### Try it
Both the line with "Question. For each instance of the large" and the line with "Question. For each instance of the green" in the records below must appear in the output, along with every line between them, exactly and with nothing added.

### Task material
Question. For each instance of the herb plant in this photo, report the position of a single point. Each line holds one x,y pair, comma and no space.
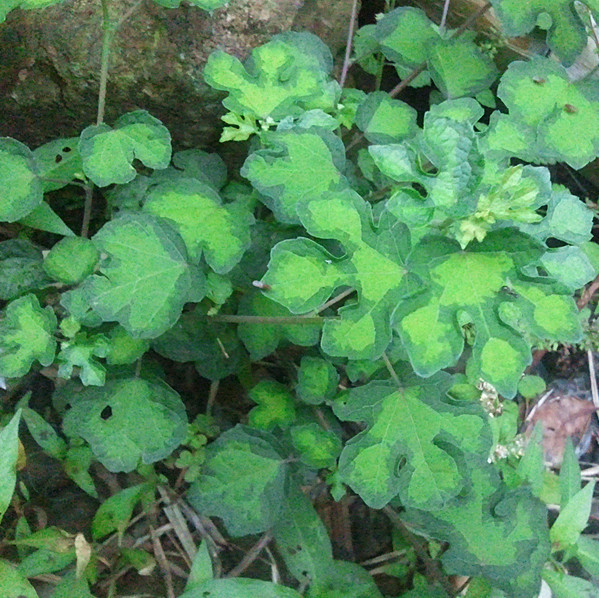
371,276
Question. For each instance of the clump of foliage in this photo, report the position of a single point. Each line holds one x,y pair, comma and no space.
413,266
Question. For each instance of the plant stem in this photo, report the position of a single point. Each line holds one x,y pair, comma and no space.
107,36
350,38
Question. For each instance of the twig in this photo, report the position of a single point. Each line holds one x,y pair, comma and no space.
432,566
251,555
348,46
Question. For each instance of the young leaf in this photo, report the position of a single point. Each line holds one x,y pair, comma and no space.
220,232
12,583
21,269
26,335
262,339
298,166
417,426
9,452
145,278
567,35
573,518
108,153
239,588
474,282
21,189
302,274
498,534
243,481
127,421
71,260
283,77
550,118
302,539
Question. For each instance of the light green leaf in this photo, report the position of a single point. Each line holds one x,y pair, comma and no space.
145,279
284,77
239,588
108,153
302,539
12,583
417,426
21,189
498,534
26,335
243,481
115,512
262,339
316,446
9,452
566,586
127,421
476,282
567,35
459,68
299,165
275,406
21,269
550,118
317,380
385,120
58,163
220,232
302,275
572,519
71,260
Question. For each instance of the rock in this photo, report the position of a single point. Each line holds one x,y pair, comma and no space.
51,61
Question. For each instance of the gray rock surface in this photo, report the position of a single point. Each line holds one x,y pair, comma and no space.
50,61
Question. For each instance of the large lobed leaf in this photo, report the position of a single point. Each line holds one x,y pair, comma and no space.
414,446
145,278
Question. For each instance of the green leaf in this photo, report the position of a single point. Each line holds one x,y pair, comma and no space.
--
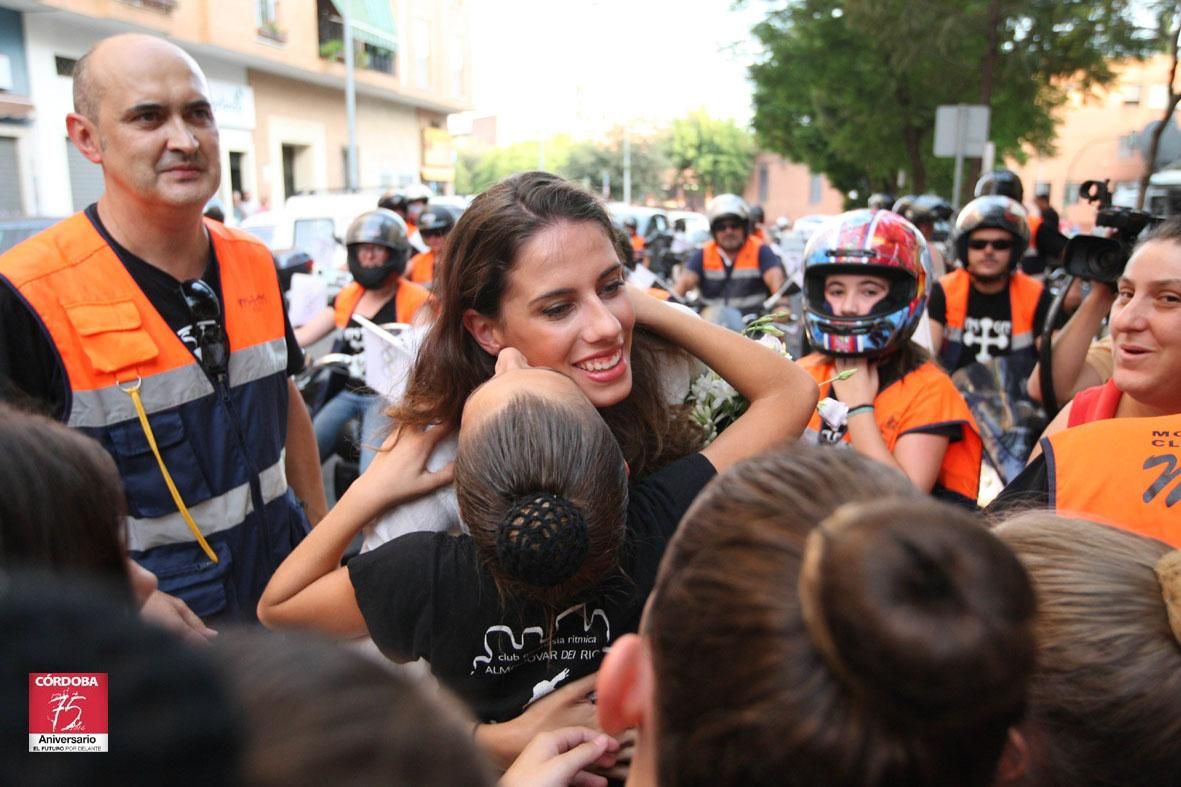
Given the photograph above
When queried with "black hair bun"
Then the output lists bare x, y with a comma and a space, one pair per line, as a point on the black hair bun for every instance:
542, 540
--
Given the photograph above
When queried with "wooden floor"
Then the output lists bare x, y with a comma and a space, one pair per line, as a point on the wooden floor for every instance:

### Completed exercise
Question. For each instance of the large lobed leaf in this photo, report the position of a single point. Each line holds one x,y pair, comma and no space.
414,446
145,278
Question. For each instance of the green leaf in this photo, report the position of a single point. Each line holds one x,y pair, comma and no space.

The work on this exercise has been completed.